▶ [TASK DESCRIPTION]
Reproduce each of the entries that follow, exactly.

^^^^^^^^

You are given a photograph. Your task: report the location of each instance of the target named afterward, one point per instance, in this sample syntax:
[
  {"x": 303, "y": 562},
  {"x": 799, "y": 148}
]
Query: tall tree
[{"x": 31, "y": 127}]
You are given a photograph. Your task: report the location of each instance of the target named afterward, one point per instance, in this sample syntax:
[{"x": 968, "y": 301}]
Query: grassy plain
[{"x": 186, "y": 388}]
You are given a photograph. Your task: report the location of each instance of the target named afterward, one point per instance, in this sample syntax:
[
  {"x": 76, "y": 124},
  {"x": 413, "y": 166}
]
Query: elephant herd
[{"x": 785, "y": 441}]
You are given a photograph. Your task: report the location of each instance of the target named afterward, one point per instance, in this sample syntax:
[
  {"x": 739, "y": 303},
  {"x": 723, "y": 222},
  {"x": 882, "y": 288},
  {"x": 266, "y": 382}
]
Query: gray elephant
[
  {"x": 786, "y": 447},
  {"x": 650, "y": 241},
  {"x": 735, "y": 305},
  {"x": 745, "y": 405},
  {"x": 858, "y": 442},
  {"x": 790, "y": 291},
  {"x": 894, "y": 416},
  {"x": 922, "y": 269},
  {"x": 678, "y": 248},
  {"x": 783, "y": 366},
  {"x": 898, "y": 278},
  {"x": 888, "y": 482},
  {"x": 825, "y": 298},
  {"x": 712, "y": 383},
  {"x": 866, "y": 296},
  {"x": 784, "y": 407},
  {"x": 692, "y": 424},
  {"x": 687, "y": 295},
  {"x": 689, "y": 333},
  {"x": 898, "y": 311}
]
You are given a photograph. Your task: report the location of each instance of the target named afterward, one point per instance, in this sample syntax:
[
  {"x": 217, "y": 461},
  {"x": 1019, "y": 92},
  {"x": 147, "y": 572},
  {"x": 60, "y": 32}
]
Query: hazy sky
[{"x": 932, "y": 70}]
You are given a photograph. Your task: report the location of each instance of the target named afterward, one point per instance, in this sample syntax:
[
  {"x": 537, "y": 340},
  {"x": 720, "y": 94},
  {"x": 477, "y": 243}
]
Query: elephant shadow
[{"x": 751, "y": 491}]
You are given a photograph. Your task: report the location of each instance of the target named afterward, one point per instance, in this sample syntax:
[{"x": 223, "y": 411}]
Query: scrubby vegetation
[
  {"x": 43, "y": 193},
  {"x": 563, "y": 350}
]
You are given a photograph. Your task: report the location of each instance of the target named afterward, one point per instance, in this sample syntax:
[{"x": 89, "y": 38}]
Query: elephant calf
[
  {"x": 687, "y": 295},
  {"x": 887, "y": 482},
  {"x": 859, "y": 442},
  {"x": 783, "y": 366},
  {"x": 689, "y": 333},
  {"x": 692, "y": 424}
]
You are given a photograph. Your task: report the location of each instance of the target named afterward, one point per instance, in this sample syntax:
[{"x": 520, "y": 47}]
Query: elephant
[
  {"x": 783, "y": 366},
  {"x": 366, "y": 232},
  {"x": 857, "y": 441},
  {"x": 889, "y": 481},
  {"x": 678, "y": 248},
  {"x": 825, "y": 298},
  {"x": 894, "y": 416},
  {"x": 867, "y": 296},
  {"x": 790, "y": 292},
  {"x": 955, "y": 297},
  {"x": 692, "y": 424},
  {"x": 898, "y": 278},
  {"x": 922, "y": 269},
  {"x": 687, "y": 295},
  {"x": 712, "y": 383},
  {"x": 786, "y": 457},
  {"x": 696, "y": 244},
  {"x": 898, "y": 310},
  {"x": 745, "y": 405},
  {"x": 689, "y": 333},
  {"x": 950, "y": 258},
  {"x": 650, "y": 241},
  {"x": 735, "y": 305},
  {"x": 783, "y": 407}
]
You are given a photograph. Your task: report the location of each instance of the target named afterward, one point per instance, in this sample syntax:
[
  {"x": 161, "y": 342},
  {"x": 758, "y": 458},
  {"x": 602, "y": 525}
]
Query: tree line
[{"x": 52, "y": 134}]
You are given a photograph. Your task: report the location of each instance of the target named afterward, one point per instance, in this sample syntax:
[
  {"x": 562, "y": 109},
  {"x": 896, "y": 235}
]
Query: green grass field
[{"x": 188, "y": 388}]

^^^^^^^^

▶ [RESULT FOR THIS EXERCISE]
You are given a photograph. Your task: report the location of each instance of the target named afterward, one point per instance, in this sample syntax:
[
  {"x": 303, "y": 562},
  {"x": 799, "y": 148}
]
Query: tall tree
[{"x": 31, "y": 127}]
You are given a photograph. Your task: report the location of each instance of the target named afterward, one point per instance, in this sample syntax:
[{"x": 968, "y": 301}]
Query: grassy plain
[{"x": 186, "y": 388}]
You are given a photograph. Your task: report the location of each instance of the target named afterward, one point per instance, in this sample syntax:
[
  {"x": 76, "y": 124},
  {"x": 413, "y": 166}
]
Query: elephant herd
[{"x": 785, "y": 441}]
You are given a photograph. Your task: report the location of each instance of the target named afterward, one point per instance, in this sample syntax:
[
  {"x": 739, "y": 303},
  {"x": 723, "y": 222},
  {"x": 882, "y": 288},
  {"x": 266, "y": 382}
]
Query: gray elephant
[
  {"x": 786, "y": 447},
  {"x": 650, "y": 241},
  {"x": 735, "y": 305},
  {"x": 745, "y": 405},
  {"x": 858, "y": 442},
  {"x": 790, "y": 291},
  {"x": 894, "y": 416},
  {"x": 922, "y": 269},
  {"x": 678, "y": 248},
  {"x": 783, "y": 366},
  {"x": 898, "y": 278},
  {"x": 888, "y": 482},
  {"x": 825, "y": 298},
  {"x": 712, "y": 383},
  {"x": 866, "y": 296},
  {"x": 784, "y": 407},
  {"x": 692, "y": 424},
  {"x": 687, "y": 295},
  {"x": 689, "y": 333},
  {"x": 898, "y": 311}
]
You are given a photograph. Your task: report the location of each instance of the target named afterward, one point per instance, in this sample syntax:
[
  {"x": 217, "y": 461},
  {"x": 1019, "y": 92},
  {"x": 147, "y": 572},
  {"x": 60, "y": 32}
]
Query: hazy sky
[{"x": 932, "y": 70}]
You are given a photograph. Your task: report the location of each instance of the target named afterward, one point per instance, in this sample syntax:
[
  {"x": 537, "y": 340},
  {"x": 720, "y": 94},
  {"x": 477, "y": 243}
]
Query: elephant shadow
[{"x": 751, "y": 491}]
You are given a photograph. Your task: report the location of each instance of the target named afterward, one point per instance, in this sample syntax:
[{"x": 223, "y": 411}]
Query: scrubby vegetation
[
  {"x": 43, "y": 193},
  {"x": 563, "y": 350}
]
You are given a photograph. Your task: report the location of each instance of the target named afterward, one point per instance, in this sample syntax:
[{"x": 89, "y": 38}]
Query: elephant calf
[
  {"x": 687, "y": 295},
  {"x": 887, "y": 482},
  {"x": 859, "y": 442},
  {"x": 783, "y": 366},
  {"x": 689, "y": 333},
  {"x": 692, "y": 424}
]
You are given a photograph. Your task: report the location of each instance of the target named afterward, one point per instance, in this sample syntax:
[{"x": 520, "y": 47}]
Query: elephant
[
  {"x": 783, "y": 366},
  {"x": 366, "y": 232},
  {"x": 857, "y": 441},
  {"x": 889, "y": 481},
  {"x": 678, "y": 248},
  {"x": 825, "y": 298},
  {"x": 894, "y": 416},
  {"x": 867, "y": 296},
  {"x": 790, "y": 292},
  {"x": 955, "y": 297},
  {"x": 692, "y": 424},
  {"x": 898, "y": 278},
  {"x": 922, "y": 269},
  {"x": 687, "y": 295},
  {"x": 712, "y": 383},
  {"x": 786, "y": 457},
  {"x": 696, "y": 244},
  {"x": 898, "y": 310},
  {"x": 745, "y": 405},
  {"x": 689, "y": 333},
  {"x": 950, "y": 258},
  {"x": 650, "y": 241},
  {"x": 735, "y": 305},
  {"x": 783, "y": 407}
]
You are given a photograph. Your task: report the location of each instance of the target named afterward, one point per instance, in this sample syntax:
[
  {"x": 161, "y": 342},
  {"x": 758, "y": 458},
  {"x": 602, "y": 525}
]
Query: tree line
[{"x": 52, "y": 134}]
You are given a photograph. Your task: report the location of each instance of the target named afterward, one point per instance, in this sample syntax:
[
  {"x": 562, "y": 109},
  {"x": 896, "y": 235}
]
Query: green grass field
[{"x": 188, "y": 388}]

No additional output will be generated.